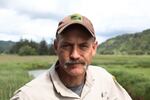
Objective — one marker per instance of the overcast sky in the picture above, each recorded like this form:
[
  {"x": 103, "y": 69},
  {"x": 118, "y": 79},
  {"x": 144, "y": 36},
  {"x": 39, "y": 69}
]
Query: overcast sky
[{"x": 38, "y": 19}]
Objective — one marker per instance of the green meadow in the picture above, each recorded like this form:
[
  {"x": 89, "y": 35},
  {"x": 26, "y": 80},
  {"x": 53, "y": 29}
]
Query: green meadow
[{"x": 132, "y": 72}]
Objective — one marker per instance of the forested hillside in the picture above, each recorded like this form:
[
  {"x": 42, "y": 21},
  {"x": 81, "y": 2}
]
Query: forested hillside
[{"x": 138, "y": 43}]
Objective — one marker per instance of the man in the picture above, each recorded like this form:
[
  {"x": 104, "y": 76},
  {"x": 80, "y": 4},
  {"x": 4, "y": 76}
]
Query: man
[{"x": 72, "y": 77}]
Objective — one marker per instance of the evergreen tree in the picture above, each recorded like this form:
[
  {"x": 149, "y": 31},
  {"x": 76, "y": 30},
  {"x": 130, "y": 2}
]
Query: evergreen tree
[{"x": 43, "y": 48}]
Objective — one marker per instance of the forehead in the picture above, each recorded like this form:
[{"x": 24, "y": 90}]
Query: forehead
[{"x": 76, "y": 31}]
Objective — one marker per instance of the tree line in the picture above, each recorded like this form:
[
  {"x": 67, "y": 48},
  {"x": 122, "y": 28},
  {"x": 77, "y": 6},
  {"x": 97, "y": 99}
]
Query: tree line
[{"x": 26, "y": 47}]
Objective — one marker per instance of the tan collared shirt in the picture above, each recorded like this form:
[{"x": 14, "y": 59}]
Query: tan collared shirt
[{"x": 99, "y": 85}]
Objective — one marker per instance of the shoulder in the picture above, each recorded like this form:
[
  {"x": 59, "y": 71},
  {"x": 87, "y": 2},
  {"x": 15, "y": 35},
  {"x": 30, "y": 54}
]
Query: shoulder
[{"x": 33, "y": 89}]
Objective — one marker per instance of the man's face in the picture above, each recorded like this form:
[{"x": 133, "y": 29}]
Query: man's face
[{"x": 75, "y": 49}]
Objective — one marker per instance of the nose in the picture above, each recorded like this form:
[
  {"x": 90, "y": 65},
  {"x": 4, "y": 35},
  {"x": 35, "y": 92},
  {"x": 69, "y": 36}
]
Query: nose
[{"x": 74, "y": 54}]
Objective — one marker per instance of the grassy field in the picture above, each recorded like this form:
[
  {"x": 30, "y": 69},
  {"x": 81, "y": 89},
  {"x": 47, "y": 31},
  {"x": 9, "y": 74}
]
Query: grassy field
[{"x": 132, "y": 72}]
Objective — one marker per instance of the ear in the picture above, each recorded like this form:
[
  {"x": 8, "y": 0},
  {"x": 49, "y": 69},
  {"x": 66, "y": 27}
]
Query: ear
[
  {"x": 95, "y": 44},
  {"x": 55, "y": 45}
]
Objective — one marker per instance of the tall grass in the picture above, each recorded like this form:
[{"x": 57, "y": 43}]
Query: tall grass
[
  {"x": 132, "y": 72},
  {"x": 13, "y": 71}
]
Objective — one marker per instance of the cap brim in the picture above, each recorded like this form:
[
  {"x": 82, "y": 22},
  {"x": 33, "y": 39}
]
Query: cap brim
[{"x": 67, "y": 25}]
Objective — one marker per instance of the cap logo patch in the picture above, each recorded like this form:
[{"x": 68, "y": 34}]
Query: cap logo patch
[{"x": 76, "y": 17}]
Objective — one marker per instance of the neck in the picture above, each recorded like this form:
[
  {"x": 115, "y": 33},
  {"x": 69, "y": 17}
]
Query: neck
[{"x": 68, "y": 80}]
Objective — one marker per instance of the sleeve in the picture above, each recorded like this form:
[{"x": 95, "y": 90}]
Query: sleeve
[{"x": 19, "y": 95}]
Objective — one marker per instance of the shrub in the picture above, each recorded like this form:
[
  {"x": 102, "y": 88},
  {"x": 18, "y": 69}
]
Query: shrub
[{"x": 27, "y": 50}]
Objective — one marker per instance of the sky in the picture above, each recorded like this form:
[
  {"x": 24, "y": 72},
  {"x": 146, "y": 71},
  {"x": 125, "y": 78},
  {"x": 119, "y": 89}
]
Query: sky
[{"x": 38, "y": 19}]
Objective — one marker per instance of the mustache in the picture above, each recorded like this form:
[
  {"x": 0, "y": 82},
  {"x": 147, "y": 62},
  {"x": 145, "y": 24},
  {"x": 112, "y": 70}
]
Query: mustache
[{"x": 71, "y": 62}]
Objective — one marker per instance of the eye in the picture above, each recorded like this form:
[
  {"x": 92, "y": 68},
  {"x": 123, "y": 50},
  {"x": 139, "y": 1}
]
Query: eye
[
  {"x": 84, "y": 46},
  {"x": 65, "y": 46}
]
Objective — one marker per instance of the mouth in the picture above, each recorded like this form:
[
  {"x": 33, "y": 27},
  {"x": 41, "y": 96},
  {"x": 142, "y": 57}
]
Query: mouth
[{"x": 74, "y": 64}]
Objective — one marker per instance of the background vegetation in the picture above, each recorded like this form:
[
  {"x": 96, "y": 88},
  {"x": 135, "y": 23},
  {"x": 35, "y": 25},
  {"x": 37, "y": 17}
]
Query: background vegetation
[
  {"x": 132, "y": 44},
  {"x": 132, "y": 72},
  {"x": 127, "y": 57}
]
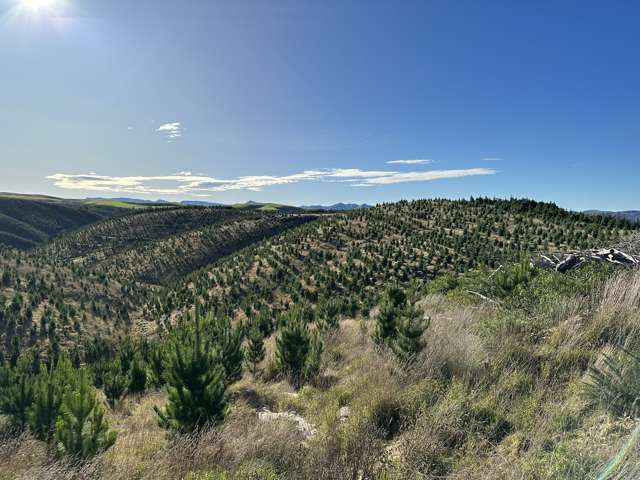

Directions for this task
Count the lines in the listing above that contain the string "nose", where case matters. Reply with the number alone.

Answer in full
2